→ **QUOTED TEXT**:
_ _ _ _
The Legend-class cutter, also known as the National Security Cutter (NSC) and Maritime Security Cutter, Large, is the largest active patrol cutter class of the United States Coast Guard. Entering into service in 2008, the Legend-class is the largest of several new cutter designs developed as part of the Integrated Deepwater System Program.

Mission
These vessels can be used for a variety of tasks, including environmental protection, search and rescue, fisheries protection, ports, waterways, and coastal security, counterterrorism activities, law enforcement, drug interdiction, defense operations, and other military/naval operations, including assigned naval warfare tasks with the U.S. Navy.

Design
The Legend-class cutters are the second-longest of all U.S. Coast Guard cutters, behind the research icebreaker , and will replace the 12 Hamilton-class cutters in service. These cutters are envisioned by the Coast Guard as being able to undertake the entire range of the high-endurance cutter roles with additional upgrades to make it more of an asset to the Department of Defense during declared national emergency contingencies. To facilitate intercept missions, the Legend-class can carry and launch both the Short Range Prosecutor and the Long Range Interceptor rigid-hulled inflatable boats (RHIBs). The cutters are configured to be able to survive in low-threat environments, factors of which include an enemy having a poorly equipped military, some coastal patrol craft, and few to no anti-ship cruise missiles. Operations in this environment can also be general defense operations, including theater security, port protection, ship escort, anti-piracy, and maritime interception operations. The cutters can also survive in medium-threat environments, which can include a fairly well equipped military of ships and aircraft with weapons and radar coverage well offshore, higher numbers of anti-ship cruise missiles, and a possible submarine threat. Operations in this threat environment could include defense operations, naval surface fire support, and the evacuation of noncombatants. The cutters are not expected to survive in a high-threat environment with their current configuration.
_ _ _ _
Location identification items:

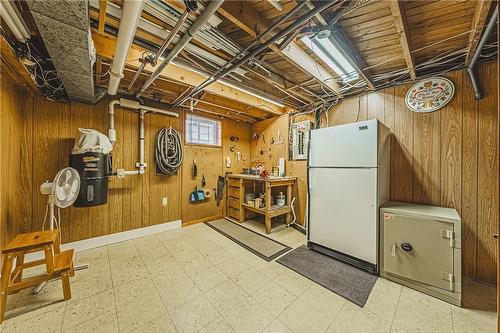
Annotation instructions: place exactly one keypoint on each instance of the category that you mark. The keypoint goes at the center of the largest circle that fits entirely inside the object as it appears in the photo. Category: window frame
(218, 131)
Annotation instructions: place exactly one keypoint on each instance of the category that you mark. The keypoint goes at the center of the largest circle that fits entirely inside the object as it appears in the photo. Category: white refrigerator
(349, 179)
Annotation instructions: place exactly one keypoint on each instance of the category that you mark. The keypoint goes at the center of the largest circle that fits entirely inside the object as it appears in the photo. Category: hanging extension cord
(169, 151)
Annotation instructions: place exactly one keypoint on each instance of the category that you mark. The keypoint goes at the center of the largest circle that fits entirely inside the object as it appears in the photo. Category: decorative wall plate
(430, 94)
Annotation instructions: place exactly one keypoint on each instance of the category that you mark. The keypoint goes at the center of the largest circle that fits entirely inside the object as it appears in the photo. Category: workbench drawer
(233, 202)
(234, 192)
(233, 212)
(233, 182)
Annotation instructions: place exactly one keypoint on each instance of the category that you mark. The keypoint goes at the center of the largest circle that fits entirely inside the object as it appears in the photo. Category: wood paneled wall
(211, 162)
(37, 136)
(446, 158)
(15, 175)
(267, 130)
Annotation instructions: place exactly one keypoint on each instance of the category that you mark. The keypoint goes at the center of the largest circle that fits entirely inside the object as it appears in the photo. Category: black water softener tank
(94, 169)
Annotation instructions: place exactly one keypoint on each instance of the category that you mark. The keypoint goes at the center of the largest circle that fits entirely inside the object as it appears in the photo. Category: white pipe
(205, 15)
(111, 127)
(131, 15)
(276, 4)
(12, 20)
(141, 165)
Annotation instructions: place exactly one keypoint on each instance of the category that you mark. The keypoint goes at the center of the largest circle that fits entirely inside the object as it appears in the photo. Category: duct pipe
(141, 165)
(276, 4)
(15, 25)
(210, 9)
(478, 93)
(142, 110)
(131, 15)
(162, 49)
(258, 49)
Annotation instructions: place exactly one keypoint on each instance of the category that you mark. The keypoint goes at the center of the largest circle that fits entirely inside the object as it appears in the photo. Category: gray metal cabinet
(420, 248)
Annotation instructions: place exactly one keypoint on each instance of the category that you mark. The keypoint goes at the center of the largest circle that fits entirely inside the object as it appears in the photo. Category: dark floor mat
(264, 247)
(345, 280)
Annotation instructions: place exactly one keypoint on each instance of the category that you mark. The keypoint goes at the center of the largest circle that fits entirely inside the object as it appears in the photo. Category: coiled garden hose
(169, 151)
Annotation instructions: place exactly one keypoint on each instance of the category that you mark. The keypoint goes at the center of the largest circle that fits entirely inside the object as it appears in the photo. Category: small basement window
(203, 131)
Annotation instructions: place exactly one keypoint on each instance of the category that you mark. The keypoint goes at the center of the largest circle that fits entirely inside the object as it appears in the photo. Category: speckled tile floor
(196, 280)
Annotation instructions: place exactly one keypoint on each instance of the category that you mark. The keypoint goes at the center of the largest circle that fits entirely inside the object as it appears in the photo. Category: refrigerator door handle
(310, 183)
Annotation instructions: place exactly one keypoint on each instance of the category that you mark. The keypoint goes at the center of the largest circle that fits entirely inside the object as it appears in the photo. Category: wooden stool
(59, 264)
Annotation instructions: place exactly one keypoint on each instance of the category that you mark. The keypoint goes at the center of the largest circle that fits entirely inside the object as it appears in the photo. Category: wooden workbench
(235, 195)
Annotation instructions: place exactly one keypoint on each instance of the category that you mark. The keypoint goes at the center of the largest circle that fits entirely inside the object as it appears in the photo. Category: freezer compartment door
(419, 249)
(343, 211)
(345, 146)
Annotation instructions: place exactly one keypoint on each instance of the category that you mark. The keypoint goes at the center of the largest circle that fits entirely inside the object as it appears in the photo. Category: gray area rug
(258, 244)
(345, 280)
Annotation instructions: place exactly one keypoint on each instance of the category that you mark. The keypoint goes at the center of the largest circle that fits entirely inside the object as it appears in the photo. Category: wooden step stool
(59, 264)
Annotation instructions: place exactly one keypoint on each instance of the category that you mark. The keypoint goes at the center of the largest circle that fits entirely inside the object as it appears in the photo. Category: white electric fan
(61, 193)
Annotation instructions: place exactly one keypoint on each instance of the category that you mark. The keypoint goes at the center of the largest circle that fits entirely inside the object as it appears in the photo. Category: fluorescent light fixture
(327, 52)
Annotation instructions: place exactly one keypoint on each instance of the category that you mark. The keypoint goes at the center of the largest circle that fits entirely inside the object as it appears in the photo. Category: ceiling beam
(210, 109)
(235, 106)
(344, 45)
(399, 15)
(15, 68)
(247, 18)
(105, 46)
(102, 16)
(478, 22)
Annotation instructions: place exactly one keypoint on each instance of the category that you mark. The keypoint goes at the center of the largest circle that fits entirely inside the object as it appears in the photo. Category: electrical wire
(169, 151)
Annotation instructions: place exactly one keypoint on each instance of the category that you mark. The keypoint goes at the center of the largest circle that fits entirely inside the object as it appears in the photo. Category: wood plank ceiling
(387, 42)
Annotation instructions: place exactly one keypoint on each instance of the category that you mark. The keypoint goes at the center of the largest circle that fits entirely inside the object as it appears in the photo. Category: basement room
(300, 166)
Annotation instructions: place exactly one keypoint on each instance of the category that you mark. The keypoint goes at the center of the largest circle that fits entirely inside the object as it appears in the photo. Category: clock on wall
(430, 94)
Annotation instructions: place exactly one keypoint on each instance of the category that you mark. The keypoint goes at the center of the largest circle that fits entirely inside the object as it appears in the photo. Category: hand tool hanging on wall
(194, 169)
(197, 195)
(220, 189)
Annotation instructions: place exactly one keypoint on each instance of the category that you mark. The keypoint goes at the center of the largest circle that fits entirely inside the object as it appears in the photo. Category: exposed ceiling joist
(235, 106)
(213, 110)
(399, 15)
(105, 46)
(480, 17)
(246, 17)
(15, 67)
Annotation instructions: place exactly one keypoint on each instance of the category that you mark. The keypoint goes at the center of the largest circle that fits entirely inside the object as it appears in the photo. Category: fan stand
(50, 202)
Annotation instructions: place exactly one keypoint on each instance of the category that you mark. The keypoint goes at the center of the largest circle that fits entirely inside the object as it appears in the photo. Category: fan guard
(66, 186)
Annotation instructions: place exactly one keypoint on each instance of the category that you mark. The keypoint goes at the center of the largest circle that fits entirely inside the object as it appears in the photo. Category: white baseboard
(92, 243)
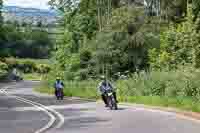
_ _ _ _
→ **EXERCISE TASKS**:
(A) Retype the passage on the Legend-class cutter between "The Legend-class cutter, also" and "the U.S. Navy.", inclusive.
(B) Answer these questions using the passage on the Legend-class cutter:
(i) In what year did the Legend-class enter service?
(ii) With which service may these vessels carry out assigned naval warfare tasks?
(iii) Which cutters will the Legend-class replace?

→ **THE SOLUTIONS**:
(A)
The Legend-class cutter, also known as the National Security Cutter (NSC) and Maritime Security Cutter, Large, is the largest active patrol cutter class of the United States Coast Guard. Entering into service in 2008, the Legend-class is the largest of several new cutter designs developed as part of the Integrated Deepwater System Program.

Mission
These vessels can be used for a variety of tasks, including environmental protection, search and rescue, fisheries protection, ports, waterways, and coastal security, counterterrorism activities, law enforcement, drug interdiction, defense operations, and other military/naval operations, including assigned naval warfare tasks with the U.S. Navy.

(B)
(i) 2008
(ii) The U.S. Navy
(iii) The 12 Hamilton-class cutters in service